**Extracted entries:**
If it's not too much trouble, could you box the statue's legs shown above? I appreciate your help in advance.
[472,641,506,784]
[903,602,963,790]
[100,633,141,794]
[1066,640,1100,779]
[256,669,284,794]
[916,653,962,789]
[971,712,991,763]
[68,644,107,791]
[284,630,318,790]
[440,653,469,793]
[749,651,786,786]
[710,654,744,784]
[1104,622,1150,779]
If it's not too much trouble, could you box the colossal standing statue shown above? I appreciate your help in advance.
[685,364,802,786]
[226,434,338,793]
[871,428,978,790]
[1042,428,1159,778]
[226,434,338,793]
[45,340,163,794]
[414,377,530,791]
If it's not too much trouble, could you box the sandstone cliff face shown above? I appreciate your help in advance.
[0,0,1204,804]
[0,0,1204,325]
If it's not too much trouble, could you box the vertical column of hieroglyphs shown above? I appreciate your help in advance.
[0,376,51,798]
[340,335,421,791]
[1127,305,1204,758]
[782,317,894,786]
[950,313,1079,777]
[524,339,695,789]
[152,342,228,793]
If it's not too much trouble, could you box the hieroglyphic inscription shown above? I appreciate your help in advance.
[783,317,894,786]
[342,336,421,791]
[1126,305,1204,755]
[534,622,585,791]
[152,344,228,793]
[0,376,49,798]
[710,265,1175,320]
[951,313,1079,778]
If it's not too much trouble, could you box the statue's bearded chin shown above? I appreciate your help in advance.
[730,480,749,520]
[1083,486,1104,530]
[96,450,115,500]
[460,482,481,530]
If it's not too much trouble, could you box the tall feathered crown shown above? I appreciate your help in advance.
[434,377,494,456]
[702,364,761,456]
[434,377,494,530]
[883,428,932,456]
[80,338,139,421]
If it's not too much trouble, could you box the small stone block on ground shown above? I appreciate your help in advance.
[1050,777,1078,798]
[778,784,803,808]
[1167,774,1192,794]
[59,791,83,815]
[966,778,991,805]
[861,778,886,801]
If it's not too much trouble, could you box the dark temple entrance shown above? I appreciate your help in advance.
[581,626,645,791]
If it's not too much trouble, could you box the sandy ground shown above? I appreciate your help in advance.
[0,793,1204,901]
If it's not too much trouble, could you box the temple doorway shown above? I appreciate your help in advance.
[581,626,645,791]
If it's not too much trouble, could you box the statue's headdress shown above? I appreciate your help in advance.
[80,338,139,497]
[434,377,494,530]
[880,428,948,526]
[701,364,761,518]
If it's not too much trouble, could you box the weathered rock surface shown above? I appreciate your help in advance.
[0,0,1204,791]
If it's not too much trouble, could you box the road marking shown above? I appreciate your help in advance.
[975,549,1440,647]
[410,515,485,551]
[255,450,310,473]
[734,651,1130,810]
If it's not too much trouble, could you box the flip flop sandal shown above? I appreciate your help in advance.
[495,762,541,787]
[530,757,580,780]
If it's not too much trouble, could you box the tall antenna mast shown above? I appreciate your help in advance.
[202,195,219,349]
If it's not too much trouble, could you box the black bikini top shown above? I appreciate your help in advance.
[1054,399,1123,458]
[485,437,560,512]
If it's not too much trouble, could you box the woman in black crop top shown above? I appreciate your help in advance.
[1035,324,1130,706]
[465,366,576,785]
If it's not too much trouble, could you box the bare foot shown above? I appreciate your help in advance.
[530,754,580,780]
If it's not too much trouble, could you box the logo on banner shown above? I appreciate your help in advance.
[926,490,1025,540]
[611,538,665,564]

**Exercise description:**
Rewrite all the records above, changing every "shown above" to "seen above" and leaving everything else as it is.

**The reply:**
If it's not too much trouble, could you box the statue's legs seen above? I appreciate your help in advance.
[472,641,506,784]
[903,602,963,790]
[100,633,141,794]
[1066,640,1100,779]
[256,669,284,794]
[916,653,962,789]
[971,712,991,763]
[68,644,107,791]
[284,630,318,790]
[440,653,469,793]
[749,651,786,786]
[710,654,744,784]
[1104,622,1150,779]
If it's not too much trouble, could you box the colossal standing statue seen above? I appreciate your help in advance.
[685,364,802,786]
[226,434,338,793]
[871,428,978,790]
[1042,428,1159,778]
[226,434,338,793]
[45,340,163,794]
[414,377,530,791]
If it's not too much trouble, could you box the sandstone cliff face seen above? I appreciate your help in advance.
[0,0,1204,804]
[0,0,1204,325]
If it's not too much trouble, could you box the vertical column of hieroglyphs seen above? I appreciate your help in advance.
[0,376,51,798]
[340,335,421,791]
[1127,305,1204,758]
[782,317,894,786]
[950,313,1079,777]
[524,339,695,789]
[152,342,228,793]
If it's not too much trouble, could you box the hieroglyphic inscription seen above? I appreciate your help in advance.
[783,317,894,786]
[342,336,421,791]
[1126,305,1204,755]
[534,622,585,791]
[152,344,228,793]
[0,376,49,798]
[710,265,1175,320]
[951,313,1079,778]
If it's not too much trouble, could you box the statue's bearded chin seen above? I appreciate your help in advance.
[730,480,749,520]
[1083,486,1104,530]
[96,450,115,500]
[460,482,481,530]
If it's not too much trouble, could you box the tall feathered crown seen above? I appreciate your help in advance.
[434,377,494,456]
[702,364,761,456]
[434,377,494,530]
[883,428,932,456]
[80,338,139,421]
If it's not too much trouble, could you box the small stone block on ground seen above? I appreciate your help in advance.
[1050,777,1078,798]
[778,784,803,808]
[1167,774,1192,794]
[59,791,83,815]
[966,778,991,805]
[861,778,886,801]
If it's not too much trouble, could you box the dark temple entrance seen above? I appreciate your help in advance.
[581,626,645,791]
If it's not too much trouble, could you box the sandy ground seen above? I appreciate your help in advance.
[0,793,1204,901]
If it's not too much trouble, could you box the temple doorway seen above? I appreciate your help in advance.
[581,626,645,791]
If it's not too much trouble, could you box the statue's headdress seen above? I appreciate your help in advance.
[80,338,139,497]
[434,377,494,530]
[880,428,948,526]
[701,364,761,518]
If it's not too much trouble, could you box the weathered rock surface seen above? I appreciate your help in advance.
[0,0,1204,791]
If it's not too much trouble, could you box the road marking seen above? I appreciate your help in advance.
[975,549,1440,647]
[410,515,485,551]
[255,450,310,473]
[734,651,1130,810]
If it's not too much trouble, could you box the flip flop sandal seen above? I appreciate your help in advance.
[495,762,541,787]
[530,757,580,780]
If it's not too much trouble, could you box the tall antenna mast seen above? I appreciate your help in advance.
[202,195,219,349]
If it's not too much trouble, could you box the black bikini top seen above? I appreciate your help in advance.
[1054,399,1123,458]
[485,437,560,512]
If it's not too much trouble, could you box the woman in black crop top seen above? I appreciate your help in advance.
[1035,324,1130,706]
[465,366,576,785]
If it's not too much trouble, could you box the bare foot seen above? I appreciate your help in advance.
[530,754,580,780]
If it's not too much trouble, could you box the logo on banner seen above? I appreciate your help in advance.
[926,490,1025,540]
[611,538,665,564]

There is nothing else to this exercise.